**INFORMATION PROVIDED:**

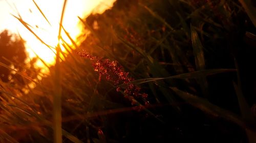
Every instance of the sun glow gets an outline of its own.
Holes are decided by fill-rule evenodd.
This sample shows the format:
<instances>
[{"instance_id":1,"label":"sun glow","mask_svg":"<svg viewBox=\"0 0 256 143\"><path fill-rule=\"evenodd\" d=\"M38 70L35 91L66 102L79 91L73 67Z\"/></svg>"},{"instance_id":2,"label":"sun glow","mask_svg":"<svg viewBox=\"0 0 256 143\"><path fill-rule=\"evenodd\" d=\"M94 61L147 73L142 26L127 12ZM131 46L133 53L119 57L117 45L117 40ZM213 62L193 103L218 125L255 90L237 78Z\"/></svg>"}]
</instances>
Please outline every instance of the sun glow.
<instances>
[{"instance_id":1,"label":"sun glow","mask_svg":"<svg viewBox=\"0 0 256 143\"><path fill-rule=\"evenodd\" d=\"M0 31L6 28L17 33L26 41L27 50L30 58L39 56L45 63L53 65L55 62L55 47L58 44L58 34L59 20L64 1L34 0L41 10L47 20L41 14L32 0L13 0L5 2L8 8L2 10L6 13L8 11L17 17L20 16L29 27L44 43L52 47L49 47L42 44L31 32L11 15L0 15L1 21ZM81 25L78 24L78 16L84 17L91 12L102 13L110 8L115 0L75 0L68 1L62 26L72 38L79 44L78 36L82 32ZM0 12L2 13L1 11ZM7 17L8 16L8 17ZM2 20L6 19L6 20ZM69 44L71 41L64 32L61 37ZM62 48L62 50L63 48ZM38 66L43 67L41 62L37 64Z\"/></svg>"}]
</instances>

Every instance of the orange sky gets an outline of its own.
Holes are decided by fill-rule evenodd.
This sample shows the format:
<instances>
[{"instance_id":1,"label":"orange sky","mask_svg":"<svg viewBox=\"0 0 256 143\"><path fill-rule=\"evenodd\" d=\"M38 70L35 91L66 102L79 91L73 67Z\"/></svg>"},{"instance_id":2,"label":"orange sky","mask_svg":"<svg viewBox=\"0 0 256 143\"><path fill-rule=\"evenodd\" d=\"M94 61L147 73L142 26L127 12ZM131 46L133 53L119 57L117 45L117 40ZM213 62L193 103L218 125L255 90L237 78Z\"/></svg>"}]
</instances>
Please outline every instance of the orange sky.
<instances>
[{"instance_id":1,"label":"orange sky","mask_svg":"<svg viewBox=\"0 0 256 143\"><path fill-rule=\"evenodd\" d=\"M55 47L58 43L57 35L63 0L35 0L51 23L47 22L32 0L0 0L0 32L8 29L19 33L26 41L30 57L35 56L32 49L46 63L53 64L54 54L43 45L24 25L10 14L17 16L32 27L32 30L46 43ZM81 27L77 16L84 17L90 12L102 13L111 8L115 0L69 0L66 6L63 25L72 38L76 40ZM39 66L42 65L38 63Z\"/></svg>"}]
</instances>

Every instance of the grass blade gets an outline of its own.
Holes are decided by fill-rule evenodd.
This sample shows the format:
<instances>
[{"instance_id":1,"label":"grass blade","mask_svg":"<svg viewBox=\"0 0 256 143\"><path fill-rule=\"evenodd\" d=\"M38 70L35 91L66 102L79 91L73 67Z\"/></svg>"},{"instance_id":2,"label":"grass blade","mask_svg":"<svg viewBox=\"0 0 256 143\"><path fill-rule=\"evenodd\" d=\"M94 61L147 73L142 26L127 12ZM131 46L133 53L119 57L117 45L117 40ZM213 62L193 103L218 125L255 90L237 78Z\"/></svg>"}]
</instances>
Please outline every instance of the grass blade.
<instances>
[{"instance_id":1,"label":"grass blade","mask_svg":"<svg viewBox=\"0 0 256 143\"><path fill-rule=\"evenodd\" d=\"M227 121L236 123L243 128L253 130L251 126L248 125L241 118L233 112L221 108L207 100L202 98L193 95L188 93L183 92L176 88L170 88L183 100L185 100L192 106L196 107L203 111L211 114L216 117L219 117Z\"/></svg>"},{"instance_id":2,"label":"grass blade","mask_svg":"<svg viewBox=\"0 0 256 143\"><path fill-rule=\"evenodd\" d=\"M61 38L61 27L64 12L67 4L67 0L64 1L63 8L59 22L59 33L58 40L59 42L56 48L56 64L54 79L54 96L53 97L53 129L54 129L54 140L55 143L61 143L62 142L61 131L61 71L60 67L60 45L59 41Z\"/></svg>"},{"instance_id":3,"label":"grass blade","mask_svg":"<svg viewBox=\"0 0 256 143\"><path fill-rule=\"evenodd\" d=\"M195 71L190 73L183 73L177 75L171 76L167 77L160 77L160 78L149 78L135 80L131 82L135 84L140 84L144 83L146 83L151 81L156 81L159 80L170 79L175 78L185 79L185 78L195 78L201 77L205 77L206 76L216 74L224 72L229 72L236 71L236 69L210 69L210 70L204 70L198 71ZM122 85L120 85L122 87Z\"/></svg>"},{"instance_id":4,"label":"grass blade","mask_svg":"<svg viewBox=\"0 0 256 143\"><path fill-rule=\"evenodd\" d=\"M204 70L205 69L205 62L204 61L204 54L203 47L201 43L199 37L191 25L191 39L192 40L192 47L193 47L194 54L196 63L196 67L198 70ZM197 78L197 82L200 85L201 90L205 97L208 97L208 83L205 77Z\"/></svg>"},{"instance_id":5,"label":"grass blade","mask_svg":"<svg viewBox=\"0 0 256 143\"><path fill-rule=\"evenodd\" d=\"M41 14L42 14L42 16L44 16L44 17L46 20L46 21L47 21L47 22L48 22L48 23L49 24L49 25L51 26L51 23L49 21L49 20L47 19L47 18L46 18L46 17L45 15L45 14L44 14L44 13L41 10L41 9L40 9L40 8L38 7L38 6L37 5L37 4L36 4L36 3L35 3L35 1L34 1L34 0L32 0L32 1L33 1L33 2L34 2L34 4L35 4L35 5L36 6L36 8L37 8L37 9L38 9L39 11L40 11L40 13L41 13Z\"/></svg>"}]
</instances>

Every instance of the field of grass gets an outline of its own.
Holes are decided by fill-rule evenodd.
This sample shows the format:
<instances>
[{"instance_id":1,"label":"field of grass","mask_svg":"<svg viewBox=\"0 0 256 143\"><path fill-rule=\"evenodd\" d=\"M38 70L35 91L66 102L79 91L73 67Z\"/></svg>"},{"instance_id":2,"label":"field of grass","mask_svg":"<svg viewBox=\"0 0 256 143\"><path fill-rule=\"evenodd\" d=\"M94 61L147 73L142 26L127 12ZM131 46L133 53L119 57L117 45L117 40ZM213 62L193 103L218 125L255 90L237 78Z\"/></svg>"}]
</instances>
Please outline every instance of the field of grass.
<instances>
[{"instance_id":1,"label":"field of grass","mask_svg":"<svg viewBox=\"0 0 256 143\"><path fill-rule=\"evenodd\" d=\"M253 6L119 0L79 17L90 34L59 34L49 73L16 72L35 88L0 80L0 142L256 142Z\"/></svg>"}]
</instances>

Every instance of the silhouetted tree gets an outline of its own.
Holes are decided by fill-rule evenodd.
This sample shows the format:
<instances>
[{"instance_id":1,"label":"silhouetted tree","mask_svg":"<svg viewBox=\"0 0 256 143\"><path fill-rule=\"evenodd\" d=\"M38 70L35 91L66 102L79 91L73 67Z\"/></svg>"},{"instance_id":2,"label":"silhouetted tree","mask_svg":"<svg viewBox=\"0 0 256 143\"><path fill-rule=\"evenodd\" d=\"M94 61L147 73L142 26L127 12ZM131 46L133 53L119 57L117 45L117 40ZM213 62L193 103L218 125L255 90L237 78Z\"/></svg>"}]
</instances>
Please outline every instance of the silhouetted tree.
<instances>
[{"instance_id":1,"label":"silhouetted tree","mask_svg":"<svg viewBox=\"0 0 256 143\"><path fill-rule=\"evenodd\" d=\"M0 33L0 62L10 66L12 62L17 70L25 65L27 57L25 51L25 42L14 34L11 34L7 30ZM8 78L11 71L6 67L0 66L0 78L4 82L10 81Z\"/></svg>"}]
</instances>

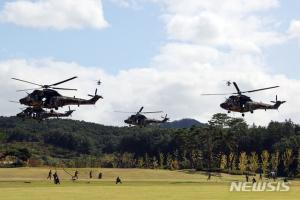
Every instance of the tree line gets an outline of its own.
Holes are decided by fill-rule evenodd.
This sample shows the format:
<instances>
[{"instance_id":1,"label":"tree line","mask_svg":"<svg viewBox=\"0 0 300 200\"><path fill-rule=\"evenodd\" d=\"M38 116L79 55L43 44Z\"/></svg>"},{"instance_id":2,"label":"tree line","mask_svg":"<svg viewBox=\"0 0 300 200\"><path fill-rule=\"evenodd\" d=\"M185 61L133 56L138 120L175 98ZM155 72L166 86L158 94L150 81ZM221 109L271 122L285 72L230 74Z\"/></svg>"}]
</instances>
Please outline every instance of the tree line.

**GOAL:** Rewrite the part of the listing from the line containing "Every instance of the tree line gets" through the end of the listing, changing "tree line" to "forest edge" and leaving everything else as is.

**EXERCISE RESULT:**
Every instance of the forest edge gets an outline of its own.
Holes are decided by fill-rule evenodd.
This sample shows the format:
<instances>
[{"instance_id":1,"label":"forest edge","mask_svg":"<svg viewBox=\"0 0 300 200\"><path fill-rule=\"evenodd\" d=\"M38 116L79 55L43 44Z\"/></svg>"},{"instance_id":2,"label":"forest edge","mask_svg":"<svg viewBox=\"0 0 300 200\"><path fill-rule=\"evenodd\" d=\"M185 61L133 56L138 120L175 98ZM155 72L166 86L158 94L150 81ZM221 109L271 122L285 72L230 74Z\"/></svg>"}]
</instances>
Please outline every instance of the forest edge.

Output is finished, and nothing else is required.